- _Work instructions_:
A: List the optimizations that the text on GPU GEMM and message passing names for the CUDA/C++ GEMM assignment.
B: Continue the text on GPU GEMM and message passing from where it stops.

- _Text shown_:
GPU GEMM structure (courtesy of cutlass)

The programming assignment for this involved single precision GEMM, slightly different from before and now in CUDA/C++. We worked with an NVIDIA Turing architecture T4 GPU provided by the G4dn.xlarge EC2 instances on AWS. Optimizations such as blocking, tiling and loop unrolling was made while making maximum use of the available on chip memory to achieve the necessary performance. Since a sizeable number of cores (a warp, 32 threads) share the same memory, they can co-operatively load content to the shared memory, sync and proceed to computation. These, combined with the inspirations from CUTLASS , the NVIDIA’s CUDA GEMM implementation templates, helped us achieve the necessary performance of over 4 TFlops!

Message Passing Interface

Message Passing Interface (MPI) is another way to approach parallel computing, instead of tightly coupling the processors, these are loosely coupled independent systems that share data by communication (thus the name message passing) rather than shared memory. This is totally different approach in programming as well, since the programmer needs to optimize the amount of communication since it adds overhead. In MPI, there are many approaches to send and receive messages, including synchronous and asynchronous concepts and RDMA (Remote Direct Memory Access). Stencil methods are a commonly implemented with MPI using ghost cell exchanges, where data nearby which resides on another core is shared through a message.

Stencil Mesh and Ghost Cells structure (courtesy of Simula)

- _Source material_:
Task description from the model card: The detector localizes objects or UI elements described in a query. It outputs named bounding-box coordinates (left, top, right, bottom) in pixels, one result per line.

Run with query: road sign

- _Answer section_:
A:
- Blocking
- Tiling
- Loop unrolling

B:
In the programming assignment, we were tasked with implementing the two-variable Aliev-Panfilov model modelling the cardiac excitation using MPI on the San Diego Super Computer’s Expanse cluster that happens to be at UCSD :). With over 90,000 CPU cores under its wings, it is a hefty beast. The starter code already contained the implementation for the ordinary and partial differential equations needed by the model for running on a single core. Our task was to get it running on more than one using MPI and perform weak and strong scaling experiments on the implementation. As part of extra credits were using AVX vectorization for the kernel and gathering the data to plot the progress of the simulation while running parallely. MPI Tutorial and RookieHPC had a very good collection of resources to explain how MPI functions work. By partitioning the data to split work across multiple nodes and implementing ghost cell exchanges for sharing the data at the edge with another processor in a generic fashion, the solution can be scaled to any number of processors. Using a separate core for gathering and plotting data, the whole process can be sped up since each core does not have to wait for the one overloaded core plotting the data as well. Running our program on 4096 processor cores (128 cores per node using 32 nodes) and getting 6 Tflops was truly a fulfilling experience.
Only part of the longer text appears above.